* _Text segment_:
┌────────

Getting to the Point | The Exkalibur Newsletter | August 4, 2017

This is the 80th edition of Getting to the Point, the weekly Exkalibur Newsletter which we’ve been publishing for over a year.

It’s taken several forms, but we’ve arrived at a format that makes it easy for you to access the complete newsletter online, both now and in the future. As always, please let me know if there is something we’re missing that will be helpful to you.

The sole purpose of Getting to the Point is Helping YOU Become a More Effective Leader. For each of the pieces included in our Business Brief segment, for example, there’s an important point I want to share that applies equally to all leaders and businesses. While to some it may seem that Getting to the Point is a random collection of disparate articles, I hope you’ve seen more than that.

└────────

* _Task item_: Reproduce the newsletter text between "It’s taken several" and "more than that.", inclusive, without any changes.

* _Record excerpts_:
┌────────

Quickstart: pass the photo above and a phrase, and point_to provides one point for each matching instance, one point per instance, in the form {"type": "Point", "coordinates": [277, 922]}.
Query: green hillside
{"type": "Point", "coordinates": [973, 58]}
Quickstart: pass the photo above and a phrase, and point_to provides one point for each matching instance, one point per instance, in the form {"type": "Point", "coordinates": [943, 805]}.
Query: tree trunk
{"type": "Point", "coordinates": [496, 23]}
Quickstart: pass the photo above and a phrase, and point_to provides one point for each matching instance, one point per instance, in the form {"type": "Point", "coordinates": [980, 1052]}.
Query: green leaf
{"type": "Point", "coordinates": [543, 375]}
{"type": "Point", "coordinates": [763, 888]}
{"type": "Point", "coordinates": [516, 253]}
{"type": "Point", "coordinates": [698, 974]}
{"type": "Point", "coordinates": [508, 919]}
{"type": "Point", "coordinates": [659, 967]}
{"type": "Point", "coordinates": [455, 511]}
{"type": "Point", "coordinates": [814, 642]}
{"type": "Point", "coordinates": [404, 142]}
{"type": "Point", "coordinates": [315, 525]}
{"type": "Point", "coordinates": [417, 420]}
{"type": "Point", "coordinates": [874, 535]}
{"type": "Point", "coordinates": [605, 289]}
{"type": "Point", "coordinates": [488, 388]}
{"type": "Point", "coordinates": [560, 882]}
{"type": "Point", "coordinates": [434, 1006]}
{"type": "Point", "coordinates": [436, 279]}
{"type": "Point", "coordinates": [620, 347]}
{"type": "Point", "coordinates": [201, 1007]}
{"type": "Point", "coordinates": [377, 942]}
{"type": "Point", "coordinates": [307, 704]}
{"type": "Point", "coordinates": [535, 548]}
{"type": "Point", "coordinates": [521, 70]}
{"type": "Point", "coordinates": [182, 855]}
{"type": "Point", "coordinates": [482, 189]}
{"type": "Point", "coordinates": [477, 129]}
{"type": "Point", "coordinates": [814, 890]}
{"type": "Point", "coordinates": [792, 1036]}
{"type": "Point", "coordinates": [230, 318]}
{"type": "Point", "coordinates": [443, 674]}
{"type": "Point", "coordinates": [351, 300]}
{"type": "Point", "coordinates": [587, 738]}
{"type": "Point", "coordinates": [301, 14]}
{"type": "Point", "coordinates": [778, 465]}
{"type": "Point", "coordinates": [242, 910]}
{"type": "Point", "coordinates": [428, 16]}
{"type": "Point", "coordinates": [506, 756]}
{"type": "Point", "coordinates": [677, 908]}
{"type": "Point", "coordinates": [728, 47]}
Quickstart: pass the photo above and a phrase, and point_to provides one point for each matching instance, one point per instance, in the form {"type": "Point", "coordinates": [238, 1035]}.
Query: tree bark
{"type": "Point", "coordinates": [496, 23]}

└────────

* _Solution to the problem_:
It’s taken several forms, but we’ve arrived at a format that makes it easy for you to access the complete newsletter online, both now and in the future. As always, please let me know if there is something we’re missing that will be helpful to you.

The sole purpose of Getting to the Point is Helping YOU Become a More Effective Leader. For each of the pieces included in our Business Brief segment, for example, there’s an important point I want to share that applies equally to all leaders and businesses. While to some it may seem that Getting to the Point is a random collection of disparate articles, I hope you’ve seen more than that.